*** PROVIDED MATERIAL ***
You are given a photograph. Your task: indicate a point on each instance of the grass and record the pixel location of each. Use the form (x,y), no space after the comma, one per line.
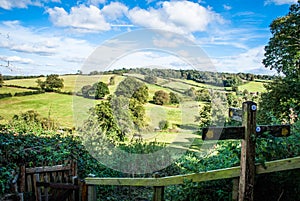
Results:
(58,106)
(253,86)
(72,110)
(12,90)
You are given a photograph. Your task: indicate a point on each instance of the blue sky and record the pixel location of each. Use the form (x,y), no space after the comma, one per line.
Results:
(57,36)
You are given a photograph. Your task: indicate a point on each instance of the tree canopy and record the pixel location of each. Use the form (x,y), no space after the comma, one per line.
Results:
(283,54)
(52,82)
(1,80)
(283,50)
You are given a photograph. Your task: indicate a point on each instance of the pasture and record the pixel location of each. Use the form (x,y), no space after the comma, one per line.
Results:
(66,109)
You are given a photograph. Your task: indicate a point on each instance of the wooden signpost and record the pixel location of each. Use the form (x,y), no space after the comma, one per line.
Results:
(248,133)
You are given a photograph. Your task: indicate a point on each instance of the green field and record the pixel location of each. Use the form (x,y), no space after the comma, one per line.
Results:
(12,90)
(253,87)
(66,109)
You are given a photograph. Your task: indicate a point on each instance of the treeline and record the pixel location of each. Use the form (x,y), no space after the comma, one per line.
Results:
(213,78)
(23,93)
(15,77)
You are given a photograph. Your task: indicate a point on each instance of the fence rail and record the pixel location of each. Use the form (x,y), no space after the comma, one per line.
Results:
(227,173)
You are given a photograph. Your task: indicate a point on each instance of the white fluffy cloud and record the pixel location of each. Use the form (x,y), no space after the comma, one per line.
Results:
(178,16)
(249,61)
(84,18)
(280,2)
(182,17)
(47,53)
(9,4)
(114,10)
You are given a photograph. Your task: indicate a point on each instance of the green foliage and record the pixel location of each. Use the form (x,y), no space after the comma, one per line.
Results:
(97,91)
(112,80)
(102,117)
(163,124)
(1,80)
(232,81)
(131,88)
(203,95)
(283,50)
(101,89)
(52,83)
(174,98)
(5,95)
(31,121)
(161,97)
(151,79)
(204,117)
***
PROBLEM REQUIREMENTS:
Copy the entries above word for word, without the pictures.

CORRECT RESULT:
You are given a photograph. Your task: indicate a point on each instance of the grass and record the pixel location of each. Use the form (x,y), no space after the comma, one per line.
Results:
(58,106)
(253,86)
(72,110)
(12,90)
You are given a photograph. Your task: indicate a point on each instance of the blue sky and record the pixel location of each. Use the form (x,y), no space after the comma, one per line.
Results:
(57,36)
You are given a photograph. Your task: indicate a point on each instance of the tree canopy and record the pixel location of each. Use the form (x,y), no space after the comma, one per line.
Results:
(283,54)
(52,82)
(1,80)
(283,50)
You are given a photograph. Your task: indicate a point on each instance of the pasture and record the pixel location of each. Use the form (x,y), no space after the comma, one per line.
Results:
(66,109)
You are given a photograph. Your task: indicate a point on each instance of the wooden signpost and record the pixel location of each. Use the form (x,y), no space after the comma, one per line.
Results:
(248,133)
You are given a photograph. Your task: indicate a point on each instance of the green field and record the pixel location of each. Use the form (x,y), no space after the comma, one per line.
Results:
(12,90)
(253,87)
(66,109)
You are given a photograph. Your task: indicate a point on each instance of the treeline and record the pixel location of each. Use the form (x,y), no space after the comma, one per line.
Results:
(213,78)
(23,93)
(15,77)
You are given a photograph. Your task: indicate a point on each instance of the fence rail and record the pixel location of each. Use the form (x,y), no space after the comma, one per line.
Results:
(227,173)
You are given a photograph. Your task: indicate a point on each instance of the white fluffy cloud and record the pixel location of each. Use the form (x,y), no space after the comma, one per line.
Results:
(178,16)
(249,61)
(84,18)
(280,2)
(182,17)
(47,53)
(9,4)
(114,10)
You are given a photograph. Your task: indicate a point on each instance of the green foliage and record the pixel location of each. Use the form (x,y), no space after the comma, one per line.
Results:
(97,91)
(112,80)
(102,117)
(163,124)
(1,80)
(232,81)
(131,88)
(203,95)
(283,50)
(101,89)
(52,83)
(174,98)
(5,95)
(31,121)
(161,97)
(151,79)
(204,117)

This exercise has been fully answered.